> The request
Pick up the commentary on the film Dogtooth below and continue it from its final sentence.

> Document extract

Dogtooth  Dogtooth is a film from Greece that won some award at Cannes that I could totally read if I cared what French people had to say ever. And from what I can gather from the trailer, everyone in Greece is huffing paint fumes and doing 8-balls of cocaine pretty much all the time. 

Since I have no idea what the actual plot of the movie is, allow me to not do any research and just make a bunch of stuff up based on the crazy-ass trailer which you'll see in a minute. In Dogtooth, a family becomes trapped in their house by a killer cat, who isn't really all that murderous, but actually has been framed by some guy who covers himself in fake blood. Then some kid tries to cut "the predator we call 'cat'" in half with pruning shears. Then there is a bunch of screaming and then a dance party and then some maybe incestuous lesbianism followed by a tooth check.  And then everyone is in the backyard and they are barking at each other and beating each other up and then there's a girl screaming at knitting needles and then a plane flies into the World Trade Center and then another girl cuts a guy with a knife because of course she does. And the trailer ends with a guy beating up a woman with a VCR and telling her he hopes her kids "have bad influences and develop bad personalities." I think when they find their mom bludgeoned to death with an outdated piece of video hardware, that will be a step in the right direction.

> Data section
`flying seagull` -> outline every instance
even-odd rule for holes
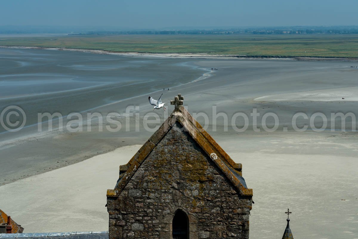
[[[155,109],[159,109],[163,107],[164,108],[164,111],[165,111],[165,107],[164,107],[164,104],[165,103],[162,102],[161,100],[160,99],[162,95],[163,95],[163,94],[160,95],[160,97],[159,97],[158,100],[155,100],[150,96],[148,97],[148,99],[149,100],[149,103],[152,105],[154,106],[154,109],[153,109],[153,110]]]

> Output for this exercise
Say what you will about "avante garde" cinema, because I'm already drunk and not really listening. I think we can all see the point the filmmakers are trying to get across is that cats, while naturally adorable, are dangerous killers and need to be attacked without provocation. Also screaming at inanimate objects for prolonged periods is how the terrorists will win. I don't know. I feel like I should maybe hold my breath for too long and wait until I start to get tunnel vision and stars in front of my eyes, and then watch this again Or like maybe someone is playing an elaborate hoax on me by getting me to write about this thing. I keep expecting Ashton Kutcher to jump out from behind a pile of douchebags* and tell me I'm being Punk'd©.

Time-Out (London) calls this movie "ingenious and shockingly blunt satire" and to that I say "pip-pip" and "cheerio!" and I tip my top hat while rubbing my monocle on my tuxedo coat, because that's what you do when you are a fancy gentleman who is trying to fake like he knows what the fuck he just watched. "Yes, yes Old Boy! Frightfully Ingenious Satire! (*looks around nervously*)" Remind me to look up "satire" in the dictionary later. And by that I mean "cruise for porn".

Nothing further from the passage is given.